[Quoted text]
# Raymarine St4000 Autohelm parts



## db27513 (Dec 19, 2006)

Hi - Im looking for the replacement parts for an ST4000. I have the head and motor - just need the plastic ring that attaches to the wheel. Can purchase on ebay I know, but always includes the motor and a royal price tag of about $600.

Called Raymarine, and they do not make or sell parts for the ST4000 MK1s. But the MK2 motor is compatable with the MK1 head, or so Im told.

I REALLY hate the ST4000.. mine has never functioned well, and even when motoring in calm conditions, will drift about 20deg side to side.. and Ive played with all the variables, and done the circles many times.. and the basis for this thing to work, the clutch lever, is a small 3 inch plastic handle on an 1/8" shaft that has an even smaller pin through it.. the tubeler pin on mine sheered. I replaced, but then the plastic handle bascially crumbled. Only fix is $600 worth of poorely designed plastic with a motor I dont need... sorry had to vent

Has anyone installed any one of these? OCTOPUS | Autopilot Drive Systems. Think I'd be looking at the RS Drive


----------



## GeorgeB (Dec 30, 2004)

The Plastic Ring - Are you talking about the drive unit that the motor connects to? Sadly, that is a major component . If you have the old one, you can re-build it with the toothed belt and aluminum cog gear available on EBay. (One) of the problems with the ST-4000 is the control head has a hard time knowing the rudder position. My ST-4000 got a lot better when I added the rudder position sensor. I also "de-tuned" some of the settings like response time.


----------



## db27513 (Dec 19, 2006)

Hey GeorgeB - yea thats the component - the plastic ring that the motor mounts in to. Some of the plastic wheel "bearings" (and thats being generous) around the ring broke as well. It had the problem of dragging on the wheel, like the clutch was not letting out completely, plus always noise because of the plastic on plastic roller wheels around the ring..

[Prompt 1]
From the ST4000 autopilot thread, write out the passage starting with "# Raymarine St4000" and going on through "of about $600.".
[Prompt 2]
Condense the paragraph in the ST4000 autopilot thread that begins "The Plastic Ring - Are you talking about" into a short bulleted list that retains its main facts.
[Prompt 3]
According to the ST4000 autopilot thread, what addition made GeorgeB's ST-4000 work a lot better?

[Dataset content]
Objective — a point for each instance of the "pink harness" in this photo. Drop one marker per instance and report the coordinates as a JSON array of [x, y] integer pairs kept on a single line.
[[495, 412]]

[Problem solution 1]
# Raymarine St4000 Autohelm parts



## db27513 (Dec 19, 2006)

Hi - Im looking for the replacement parts for an ST4000. I have the head and motor - just need the plastic ring that attaches to the wheel. Can purchase on ebay I know, but always includes the motor and a royal price tag of about $600.

[Problem solution 2]
- The "plastic ring" is probably the drive unit that the motor connects to, which is a major component.
- An old unit can be rebuilt with the toothed belt and aluminum cog gear available on eBay.
- One problem with the ST-4000 is that the control head has a hard time knowing the rudder position.
- GeorgeB's ST-4000 improved considerably after he added a rudder position sensor.
- He also "de-tuned" some settings, such as response time.

[Problem solution 3]
Adding a rudder position sensor.